• [Goal of the exercise]
Copy out all the records, word for word.

(Location identification items)
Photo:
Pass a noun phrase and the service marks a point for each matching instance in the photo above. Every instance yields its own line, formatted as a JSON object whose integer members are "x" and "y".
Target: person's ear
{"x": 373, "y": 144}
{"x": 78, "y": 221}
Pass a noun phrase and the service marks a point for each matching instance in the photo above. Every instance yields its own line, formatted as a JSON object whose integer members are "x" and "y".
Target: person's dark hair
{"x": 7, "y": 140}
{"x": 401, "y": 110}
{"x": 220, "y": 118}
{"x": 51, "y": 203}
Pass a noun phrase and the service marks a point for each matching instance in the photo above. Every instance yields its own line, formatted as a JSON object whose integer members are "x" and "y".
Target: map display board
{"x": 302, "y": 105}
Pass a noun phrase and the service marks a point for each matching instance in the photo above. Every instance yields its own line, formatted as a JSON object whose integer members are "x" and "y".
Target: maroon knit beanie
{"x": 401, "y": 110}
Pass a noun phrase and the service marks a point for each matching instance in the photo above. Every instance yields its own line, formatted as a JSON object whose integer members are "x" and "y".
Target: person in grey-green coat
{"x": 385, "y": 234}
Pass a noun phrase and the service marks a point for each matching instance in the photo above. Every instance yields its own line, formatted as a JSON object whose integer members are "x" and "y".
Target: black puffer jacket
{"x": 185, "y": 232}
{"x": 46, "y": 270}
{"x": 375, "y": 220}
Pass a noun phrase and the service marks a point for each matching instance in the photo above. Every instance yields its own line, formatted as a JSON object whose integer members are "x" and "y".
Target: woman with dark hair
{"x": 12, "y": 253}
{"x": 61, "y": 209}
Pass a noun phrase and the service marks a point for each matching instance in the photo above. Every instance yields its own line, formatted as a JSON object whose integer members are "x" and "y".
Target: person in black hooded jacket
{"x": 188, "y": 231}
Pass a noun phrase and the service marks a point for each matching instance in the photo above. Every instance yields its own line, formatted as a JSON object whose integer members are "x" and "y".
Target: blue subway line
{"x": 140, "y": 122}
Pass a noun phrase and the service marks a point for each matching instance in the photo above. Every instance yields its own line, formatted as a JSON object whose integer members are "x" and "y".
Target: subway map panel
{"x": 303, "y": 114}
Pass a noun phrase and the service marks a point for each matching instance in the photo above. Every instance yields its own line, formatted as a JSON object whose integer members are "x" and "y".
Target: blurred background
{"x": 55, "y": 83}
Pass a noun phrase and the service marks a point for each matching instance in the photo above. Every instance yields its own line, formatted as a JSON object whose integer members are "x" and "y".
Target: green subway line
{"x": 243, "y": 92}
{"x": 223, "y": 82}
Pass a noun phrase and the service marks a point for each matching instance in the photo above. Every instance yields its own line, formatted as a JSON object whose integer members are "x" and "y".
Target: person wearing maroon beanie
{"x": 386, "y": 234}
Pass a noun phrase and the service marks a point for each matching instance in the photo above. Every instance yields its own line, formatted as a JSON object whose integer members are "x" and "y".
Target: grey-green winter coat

• [Written reply]
Photo:
Pass a noun phrase and the service marks a point for each matching instance in the photo above. Every instance yields its own line, formatted as a JSON object whose integer members are "x" and "y".
Target: person's ear
{"x": 373, "y": 144}
{"x": 78, "y": 221}
Pass a noun phrase and the service marks a point for each matching instance in the photo above. Every instance yields its own line, formatted as a JSON object whose integer members are "x" and "y".
Target: person's dark hair
{"x": 7, "y": 140}
{"x": 401, "y": 110}
{"x": 220, "y": 118}
{"x": 51, "y": 203}
Pass a noun phrase and the service marks a point for each matching instance in the photo above. Every instance yields its own line, formatted as a JSON object whose integer members are "x" and "y".
Target: map display board
{"x": 302, "y": 105}
Pass a noun phrase and the service marks a point for each matching instance in the photo above. Every instance yields its own line, formatted as a JSON object whose integer members are "x" and "y".
Target: maroon knit beanie
{"x": 401, "y": 110}
Pass a noun phrase and the service marks a point for each matching instance in the photo above. Every instance yields its own line, formatted as a JSON object whose integer members are "x" and "y".
Target: person in grey-green coat
{"x": 385, "y": 234}
Pass a noun phrase and the service marks a point for each matching instance in the photo above. Every instance yields its own line, formatted as a JSON object whose integer members are "x" and "y".
Target: black puffer jacket
{"x": 185, "y": 232}
{"x": 46, "y": 270}
{"x": 375, "y": 220}
Pass a noun phrase and the service marks a point for each matching instance in the photo above. Every instance yields its own line, formatted as a JSON object whose integer members are "x" and "y".
Target: woman with dark hair
{"x": 12, "y": 253}
{"x": 61, "y": 209}
Pass a noun phrase and the service marks a point for each matching instance in the photo above. Every instance yields its own line, formatted as a JSON object whose integer members are "x" and "y".
Target: person in black hooded jacket
{"x": 188, "y": 231}
Pass a noun phrase and the service marks a point for each matching instance in the photo above. Every instance yields its own line, formatted as a JSON object whose integer members are "x" and "y".
Target: blue subway line
{"x": 140, "y": 122}
Pass a noun phrase and the service marks a point for each matching instance in the photo above. Every instance yields its own line, formatted as a JSON object whose integer members are "x" and "y".
Target: subway map panel
{"x": 303, "y": 114}
Pass a noun phrase and the service marks a point for each matching instance in the photo above. Every instance yields its own line, formatted as a JSON object whose integer members are "x" and "y".
Target: blurred background
{"x": 55, "y": 83}
Pass a noun phrase and the service marks a point for each matching instance in the photo above. Every instance yields its own line, formatted as a JSON object whose integer members are "x" and "y".
Target: green subway line
{"x": 243, "y": 92}
{"x": 223, "y": 82}
Pass a noun phrase and the service marks a point for each matching instance in the photo above. Every instance yields its own line, formatted as a JSON object whose integer members are "x" and "y".
Target: person wearing maroon beanie
{"x": 386, "y": 234}
Pass a noun phrase and the service marks a point for each matching instance in the photo above. Every instance yields its own line, formatted as a JSON object whose integer members are "x" and "y".
Target: grey-green winter coat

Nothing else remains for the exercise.